## [RAW DATA]
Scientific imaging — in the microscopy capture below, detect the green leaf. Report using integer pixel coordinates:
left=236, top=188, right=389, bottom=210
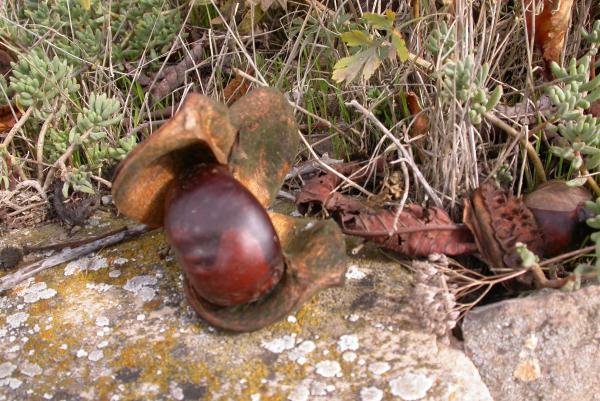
left=361, top=47, right=381, bottom=81
left=340, top=30, right=372, bottom=47
left=486, top=85, right=503, bottom=111
left=79, top=0, right=91, bottom=10
left=391, top=29, right=408, bottom=62
left=363, top=13, right=393, bottom=30
left=332, top=52, right=367, bottom=84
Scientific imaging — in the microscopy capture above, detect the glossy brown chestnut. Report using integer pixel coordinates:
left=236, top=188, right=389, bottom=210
left=524, top=180, right=592, bottom=257
left=163, top=164, right=285, bottom=307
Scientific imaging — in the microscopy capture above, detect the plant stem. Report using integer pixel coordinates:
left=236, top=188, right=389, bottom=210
left=347, top=99, right=443, bottom=207
left=41, top=130, right=92, bottom=191
left=1, top=107, right=33, bottom=147
left=484, top=111, right=547, bottom=183
left=36, top=110, right=56, bottom=181
left=580, top=166, right=600, bottom=197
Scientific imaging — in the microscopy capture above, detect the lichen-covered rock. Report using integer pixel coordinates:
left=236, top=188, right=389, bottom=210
left=463, top=285, right=600, bottom=401
left=0, top=213, right=491, bottom=401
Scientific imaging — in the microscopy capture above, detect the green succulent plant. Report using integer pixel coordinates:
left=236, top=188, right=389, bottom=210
left=545, top=25, right=600, bottom=174
left=438, top=54, right=503, bottom=125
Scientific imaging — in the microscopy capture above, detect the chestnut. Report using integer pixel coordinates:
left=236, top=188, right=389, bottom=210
left=164, top=164, right=284, bottom=307
left=111, top=88, right=347, bottom=331
left=524, top=180, right=592, bottom=257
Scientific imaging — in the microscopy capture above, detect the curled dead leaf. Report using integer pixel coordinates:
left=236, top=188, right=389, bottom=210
left=0, top=104, right=20, bottom=133
left=525, top=0, right=575, bottom=66
left=0, top=48, right=12, bottom=77
left=406, top=92, right=429, bottom=138
left=296, top=165, right=476, bottom=257
left=339, top=204, right=477, bottom=256
left=223, top=69, right=252, bottom=105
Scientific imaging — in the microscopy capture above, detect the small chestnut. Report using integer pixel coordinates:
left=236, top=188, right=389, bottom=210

## [TASK GOAL]
Scan the data for the word "Scientific" and copy every line where it shows up.

## [EXERCISE RESPONSE]
Scientific imaging — in the microscopy capture below, detect the green leaf. Report using integer pixel coordinates:
Scientific imaging — in the microscopy capture above, detect the glossy brown chestnut. Report using integer pixel coordinates:
Scientific imaging — in the microscopy capture above, detect the plant stem. Report using integer pixel coordinates:
Scientific imaging — in the microscopy capture above, detect the lichen-covered rock. Report using integer pixel coordinates:
Scientific imaging — in the microscopy capture above, detect the green succulent plant. Report using integer pixel coordinates:
Scientific imaging — in the microscopy capture above, detect the chestnut. Report using integer pixel coordinates:
Scientific imaging — in the microscopy capture above, detect the curled dead leaf. Report using integer pixel coordinates:
Scientific imaging — in the microscopy capture above, detect the small chestnut. Report using integer pixel coordinates:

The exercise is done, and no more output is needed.